Salvatore D'Addario, dopo un periodo di forzata assenza dalle mostre, dovuta a una pressante ricerca verso la “riqualificazione della superficie e dello spazio”, ha ripreso il suo cammino artistico dal 1976, partecipando al Premio Termoli (medaglia d'oro) e tenendo un'importante rassegna a Palmanova. Questo suo rilancio con la mostra di Macerata appare definitivo e netto. Le sue opere, difficili ai più, parlano un linguaggio apparentemente non facile, ma a leggerle attentamente si può afferrare quanto l'artista voglia dire.
In definitiva dalle bianche superfici (tele semplicemente incorniciate) si scorge il travaglio sentito dall'autore per esprimere, in sintesi, “la nuova percezione che l'uomo ha dallo spazio”. E questa percezione è presente attraverso liberi ed essenziali elementi (funi, angoli di carta, barre di colore, ecc.) che “costituiscono la materia che si sostituisce alla volontà dell'uomo”. Ogni opera, ogni atto di D'Addario è una ricerca che egli fa servendosi di poveri ed essenziali elementi senza alcuna preoccupazione di salvare l'estetica.

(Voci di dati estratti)
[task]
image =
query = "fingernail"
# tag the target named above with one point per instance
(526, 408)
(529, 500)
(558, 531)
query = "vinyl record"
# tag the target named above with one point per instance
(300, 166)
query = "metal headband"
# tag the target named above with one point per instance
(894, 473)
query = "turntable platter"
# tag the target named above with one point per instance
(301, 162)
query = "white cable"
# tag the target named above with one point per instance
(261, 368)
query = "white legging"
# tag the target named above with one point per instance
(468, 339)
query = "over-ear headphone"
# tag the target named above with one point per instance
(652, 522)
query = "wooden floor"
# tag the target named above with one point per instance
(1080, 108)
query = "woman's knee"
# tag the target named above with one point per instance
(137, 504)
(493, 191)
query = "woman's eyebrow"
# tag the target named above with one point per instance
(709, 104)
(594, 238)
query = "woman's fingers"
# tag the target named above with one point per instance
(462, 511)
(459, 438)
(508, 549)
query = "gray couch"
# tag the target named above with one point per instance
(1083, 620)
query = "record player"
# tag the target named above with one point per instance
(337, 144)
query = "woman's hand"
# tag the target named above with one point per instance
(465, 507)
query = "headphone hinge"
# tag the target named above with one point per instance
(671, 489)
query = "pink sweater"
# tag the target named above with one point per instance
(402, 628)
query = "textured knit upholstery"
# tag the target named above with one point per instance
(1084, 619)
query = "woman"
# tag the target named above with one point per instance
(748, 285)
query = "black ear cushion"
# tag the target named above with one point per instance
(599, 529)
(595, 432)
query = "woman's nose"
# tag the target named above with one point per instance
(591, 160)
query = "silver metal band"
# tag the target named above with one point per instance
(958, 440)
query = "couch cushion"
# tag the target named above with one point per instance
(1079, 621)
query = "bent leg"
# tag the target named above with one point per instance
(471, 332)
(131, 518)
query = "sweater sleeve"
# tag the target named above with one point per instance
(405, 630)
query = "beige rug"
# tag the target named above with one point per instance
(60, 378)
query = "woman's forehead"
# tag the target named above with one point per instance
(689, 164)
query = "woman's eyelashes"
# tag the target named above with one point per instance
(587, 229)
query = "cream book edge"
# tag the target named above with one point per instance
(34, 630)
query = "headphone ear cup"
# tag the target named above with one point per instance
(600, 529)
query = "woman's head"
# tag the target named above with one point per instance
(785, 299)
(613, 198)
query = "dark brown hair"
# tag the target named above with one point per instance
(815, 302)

# COMPITO ASSEGNATO 1
Secondo il brano su Salvatore D'Addario, quale riconoscimento ottenne l'artista al Premio Termoli?
# COMPITO ASSEGNATO 2
Prosegui il brano su Salvatore D'Addario dal punto in cui si interrompe.

# RISPOSTA AL COMPITO 1
La medaglia d'oro.

# RISPOSTA AL COMPITO 2
Il bello, il gusto estetico sono per l'artista cose passate. Per lui è importante dire cose, che, pur toccando la contingente attualità sociopolitica, possano essere espresse con poco e dire molto nel contempo. In effetti se ci si sofferma un po' a lungo dinnanzi alle tele di D'Addario e le si guarda nel loro insieme è facile scorgere un ritmo e una tensione continui e costanti, come una musica che batte incessantemente un ritmo martellante sino a stordirti o a inebriarti.
Le opere di D'Addario non vanno gustate, vanno capite e sofferte come le ha maturate e sofferte l'artista con l'intenzione (ammirevole) di dire tante cose con poca pochissima eloquenza.
1978 (pubblicato in “Il Resto del Carlino”, 24 febbraio 1978)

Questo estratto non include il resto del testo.